■ Selected excerpt ■
The Feb. 16, 2007, memo from the corps said it was worried that the road and its ramps would cross the levees in five spots, creating five areas where water could seep into the ground near the piers and eventually travel under the levees themselves, potentially causing them to fail.

In the months following the corps' memo, ideas for how to address these concerns ranged from building up to five new bridges – with spans as long as about 550 feet – to building a series of concrete walls 100 feet deep into the bedrock at each of the five crossings.

Last week, Trinity River Corridor Project manager Rebecca Dugger, an engineer with the city, said the bridges option was rejected because of the complex engineering required and big price tag, then estimated at about $190 million.

"It would have been like having to build five new Calatrava bridges," she said, referring to their engineering complexity.

On May 7, 2007, the interagency group briefly discussed moving the road out of the levees altogether and running a tunnel beneath Industrial Boulevard as a way around the problems. But NTTA quickly ruled that option out, saying the cost could reach $5 billion

The minutes from these meetings of the Trinity Parkway's geotechnical team included in this month's environmental report show that discussion of the other options persisted well into the spring, even as the city was talking down Hunt's efforts to win enough signatures on a petition to force a vote on the project that fall.

The group finally decided on what seems to be the least expensive option – building the five concrete walls at a cost of about $45 million total.

NTTA project director Dan Chapman said this past week that those costs were included in the cost estimates used during the campaign, but he conceded that none of the group could have known at the time whether the corps would ultimately sign off on the approach.

The worst-case scenario then was the same outcome project engineers are worried about today. The corps may decide that inserting new concrete walls into the levees will increase the risk of flood. If so, it could require that the walls be extended for nearly 10 miles – at a cost that could reach hundreds of millions of dollars or more.

The city knew about these issues in the summer and fall of 2007, as the campaign heated up.

Former City Council member Craig Holcomb, another leader of the pro-toll road campaign, said that he had not known specifics about the need for concrete diaphragm walls during the campaign, but that providing too many details would have distracted voters.

■ Tasks for this exercise ■
- A) Extract every line of the entries that contains the string "ornate", treating uppercase and lowercase as different.
- B) Carry on the article about the Trinity Parkway levee crossings, starting after its last sentence.
The article on the Trinity Parkway and the entries that come after it are unrelated material.

■ Entries ■
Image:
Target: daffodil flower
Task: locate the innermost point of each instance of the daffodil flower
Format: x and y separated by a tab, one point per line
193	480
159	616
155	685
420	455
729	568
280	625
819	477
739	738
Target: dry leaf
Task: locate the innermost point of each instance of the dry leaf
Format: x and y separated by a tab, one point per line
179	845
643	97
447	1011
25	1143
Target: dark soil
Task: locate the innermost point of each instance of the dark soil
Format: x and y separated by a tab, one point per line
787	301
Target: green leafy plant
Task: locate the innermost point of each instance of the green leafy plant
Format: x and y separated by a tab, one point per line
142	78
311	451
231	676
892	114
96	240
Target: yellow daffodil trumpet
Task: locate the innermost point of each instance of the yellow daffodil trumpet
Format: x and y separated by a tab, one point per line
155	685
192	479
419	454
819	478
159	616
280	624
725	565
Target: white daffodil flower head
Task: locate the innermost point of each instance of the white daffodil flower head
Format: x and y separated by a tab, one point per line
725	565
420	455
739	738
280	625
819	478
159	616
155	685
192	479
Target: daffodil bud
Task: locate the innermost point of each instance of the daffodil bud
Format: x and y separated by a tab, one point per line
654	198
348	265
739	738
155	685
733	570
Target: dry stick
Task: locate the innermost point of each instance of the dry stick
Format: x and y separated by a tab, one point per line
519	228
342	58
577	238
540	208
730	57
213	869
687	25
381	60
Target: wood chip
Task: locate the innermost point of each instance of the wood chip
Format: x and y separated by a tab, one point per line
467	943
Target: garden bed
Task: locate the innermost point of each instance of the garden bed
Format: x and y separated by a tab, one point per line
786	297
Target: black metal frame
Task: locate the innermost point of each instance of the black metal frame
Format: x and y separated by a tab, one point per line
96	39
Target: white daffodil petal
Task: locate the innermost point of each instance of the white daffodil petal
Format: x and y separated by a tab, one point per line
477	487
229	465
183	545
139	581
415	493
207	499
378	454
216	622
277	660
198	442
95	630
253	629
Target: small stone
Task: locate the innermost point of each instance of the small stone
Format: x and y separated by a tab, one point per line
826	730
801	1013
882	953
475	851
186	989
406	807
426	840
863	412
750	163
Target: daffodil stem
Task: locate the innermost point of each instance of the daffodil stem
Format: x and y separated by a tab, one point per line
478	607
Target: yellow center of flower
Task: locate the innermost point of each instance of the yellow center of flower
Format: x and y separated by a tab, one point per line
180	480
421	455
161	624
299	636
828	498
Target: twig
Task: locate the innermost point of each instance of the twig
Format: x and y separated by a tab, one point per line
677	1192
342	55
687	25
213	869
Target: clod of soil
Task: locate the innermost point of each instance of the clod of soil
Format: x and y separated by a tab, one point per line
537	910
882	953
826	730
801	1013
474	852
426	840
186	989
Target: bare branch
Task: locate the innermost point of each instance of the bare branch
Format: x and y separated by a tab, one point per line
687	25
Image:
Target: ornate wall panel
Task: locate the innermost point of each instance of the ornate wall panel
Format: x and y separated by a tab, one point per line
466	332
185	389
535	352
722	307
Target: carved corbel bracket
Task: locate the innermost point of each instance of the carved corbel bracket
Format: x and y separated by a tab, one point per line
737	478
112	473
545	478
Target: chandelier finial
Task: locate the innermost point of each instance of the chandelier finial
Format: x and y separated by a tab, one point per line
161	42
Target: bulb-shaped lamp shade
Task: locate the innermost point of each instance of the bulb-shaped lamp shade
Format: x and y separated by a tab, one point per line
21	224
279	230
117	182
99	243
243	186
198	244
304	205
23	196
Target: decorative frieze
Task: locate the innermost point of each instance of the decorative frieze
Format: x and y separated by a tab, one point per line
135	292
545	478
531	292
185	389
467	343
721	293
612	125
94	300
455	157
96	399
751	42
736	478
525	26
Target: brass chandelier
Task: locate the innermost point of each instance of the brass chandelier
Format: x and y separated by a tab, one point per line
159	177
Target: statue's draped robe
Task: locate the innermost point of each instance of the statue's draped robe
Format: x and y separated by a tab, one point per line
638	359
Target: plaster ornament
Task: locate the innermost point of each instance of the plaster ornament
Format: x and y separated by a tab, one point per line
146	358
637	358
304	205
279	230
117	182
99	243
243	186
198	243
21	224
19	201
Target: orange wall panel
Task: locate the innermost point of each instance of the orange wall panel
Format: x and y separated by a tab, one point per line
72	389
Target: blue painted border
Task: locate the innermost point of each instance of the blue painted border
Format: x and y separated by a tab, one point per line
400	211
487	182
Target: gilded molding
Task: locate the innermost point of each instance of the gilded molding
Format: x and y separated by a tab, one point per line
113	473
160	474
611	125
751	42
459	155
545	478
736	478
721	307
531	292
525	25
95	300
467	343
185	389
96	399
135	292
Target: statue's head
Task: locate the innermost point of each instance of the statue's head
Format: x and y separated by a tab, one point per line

■ Answer set ■
- A)
Target: ornate wall panel
Task: locate the innermost point of each instance of the ornate wall panel

- B)
"If we wanted, we could have bored the public to tears with all the details, both positive and negative, but if you do that, they quit listening," Holcomb said. "The fact is if questions were asked, we answered honestly.

"Part of the problem we had – on my side of the table – is that if I were to bring up diaphragm walls – and at that point I didn't know about those specifically – well, typically in most forums you get two or three minutes to talk, and definitely only get two or three minutes to get the people energized about the project."

The disclosure that there were concrete concerns about the parkway's route through the levees voiced well before the election – but not addressed in detail during the campaign – has disappointed some voters.

"In hindsight, I do not think that the city leaders were truthful or as open as they should have been about engineering issues and costs," said North Lakewood resident Lee Carter, who said he voted against the referendum to block the roadway precisely because he wanted to strengthen the hand of Leppert, who was newly elected and had taken a lead role in pushing the toll road.

He now says that not enough tough questions were asked – by officials or by the media – and that city officials labeled parkway opponents as cranks.

For now, Hunt hopes the fight over the toll road is over soon. "This is the demise of the Trinity Parkway, but its corpse is still warm. I hope we can move on," she said.

Other council members – including Deputy Mayor Pro Tem Dwaine Caraway and Mitchell Rasansky – declined to predict the death of the parkway, but said the council will ask more questions about other routes. Both men supported the toll road in 2007, and now say they should have been told more about the corps' concerns.

The Federal Highway Administration is still studying a total of eight possible routes, though some of those have already been ruled out by the corps. Public comments are being accepted until May 15, and a hearing will be held May 5.

But Leppert said talk of other options is badly premature.

"I am just not one to throw my hands up and say we can't do it," he said. "The city has looked at all these other options for years. Frankly, if there was a better solution [than building in the levees] we would have taken it a long time ago, gladly."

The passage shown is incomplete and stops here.